> [Short task] Add 83 to every x and y coordinate in the answers for the stretch of items from the one containing "Mark the downspout" through the end of the items, and reproduce that whole stretch with all other text unchanged.

====

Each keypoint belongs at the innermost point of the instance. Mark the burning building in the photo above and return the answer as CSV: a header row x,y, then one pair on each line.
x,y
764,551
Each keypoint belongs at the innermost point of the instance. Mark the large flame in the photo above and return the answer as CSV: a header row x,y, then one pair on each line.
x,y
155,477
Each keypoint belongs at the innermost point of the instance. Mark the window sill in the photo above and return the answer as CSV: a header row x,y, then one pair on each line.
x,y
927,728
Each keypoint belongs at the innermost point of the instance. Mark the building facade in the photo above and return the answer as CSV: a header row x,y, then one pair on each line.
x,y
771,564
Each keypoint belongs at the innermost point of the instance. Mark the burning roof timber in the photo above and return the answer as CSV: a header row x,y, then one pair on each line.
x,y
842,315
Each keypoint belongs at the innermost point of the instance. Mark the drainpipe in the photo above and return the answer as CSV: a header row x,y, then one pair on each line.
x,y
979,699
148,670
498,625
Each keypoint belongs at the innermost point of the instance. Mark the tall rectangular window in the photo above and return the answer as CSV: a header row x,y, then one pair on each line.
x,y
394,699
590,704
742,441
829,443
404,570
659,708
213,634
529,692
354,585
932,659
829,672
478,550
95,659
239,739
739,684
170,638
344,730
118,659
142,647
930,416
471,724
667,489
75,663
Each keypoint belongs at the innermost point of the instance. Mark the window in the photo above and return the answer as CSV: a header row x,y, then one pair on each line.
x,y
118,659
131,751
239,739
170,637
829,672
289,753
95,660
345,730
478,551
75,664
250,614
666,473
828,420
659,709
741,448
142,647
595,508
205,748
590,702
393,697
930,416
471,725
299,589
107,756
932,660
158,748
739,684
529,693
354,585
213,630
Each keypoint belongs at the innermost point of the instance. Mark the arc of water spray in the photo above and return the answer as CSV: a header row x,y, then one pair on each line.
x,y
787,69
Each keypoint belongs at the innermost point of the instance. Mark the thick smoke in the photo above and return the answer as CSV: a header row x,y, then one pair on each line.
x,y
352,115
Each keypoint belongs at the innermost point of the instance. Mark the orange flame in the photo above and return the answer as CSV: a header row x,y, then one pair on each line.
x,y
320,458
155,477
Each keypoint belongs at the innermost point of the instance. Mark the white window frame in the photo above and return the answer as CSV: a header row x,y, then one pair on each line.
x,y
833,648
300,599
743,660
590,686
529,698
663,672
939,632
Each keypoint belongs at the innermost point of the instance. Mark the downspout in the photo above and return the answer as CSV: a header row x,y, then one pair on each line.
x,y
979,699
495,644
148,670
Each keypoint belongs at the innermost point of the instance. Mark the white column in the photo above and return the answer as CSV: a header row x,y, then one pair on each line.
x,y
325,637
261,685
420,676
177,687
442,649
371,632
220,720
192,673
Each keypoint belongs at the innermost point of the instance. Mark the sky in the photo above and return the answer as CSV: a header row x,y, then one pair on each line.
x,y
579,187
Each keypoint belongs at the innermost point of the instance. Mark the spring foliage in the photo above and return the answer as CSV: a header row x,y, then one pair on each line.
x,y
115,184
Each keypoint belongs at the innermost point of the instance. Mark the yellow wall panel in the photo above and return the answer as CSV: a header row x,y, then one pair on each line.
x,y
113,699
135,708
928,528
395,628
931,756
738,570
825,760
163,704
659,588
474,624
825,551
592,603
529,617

====

> [Exercise output]
Each keypoint belongs at the innermost point of the instance. Mark the downspout in the photo above and return the answer as CSV: a header row x,y, then one pair on each line.
x,y
1062,782
578,727
231,753
Each keypoint belongs at the innermost point of the instance. Mark the white column in the photo above and return the answer as CSV: a header row x,y, then one pair on each line.
x,y
408,720
344,768
503,759
260,770
525,732
454,715
303,803
275,756
Each keypoint belongs at the innermost point of the instance. Mark the sky in the photo above and return the answer as CSV: a header row x,y, then one pair on each line.
x,y
662,270
Each keypoint belongs at the innermost point of the instance. Mark the spring foliage in the photo above and return the answer as CSV: a header row x,y, then one pair on each line.
x,y
198,267
Each keypoint belongs at the innermost point of the instance. Mark the yellow wall panel in the photo above and return the answer as CSV: a header row x,y, then one pair on each line.
x,y
196,782
218,791
1011,611
478,711
1014,839
821,653
908,843
246,787
742,671
557,707
908,634
675,686
612,700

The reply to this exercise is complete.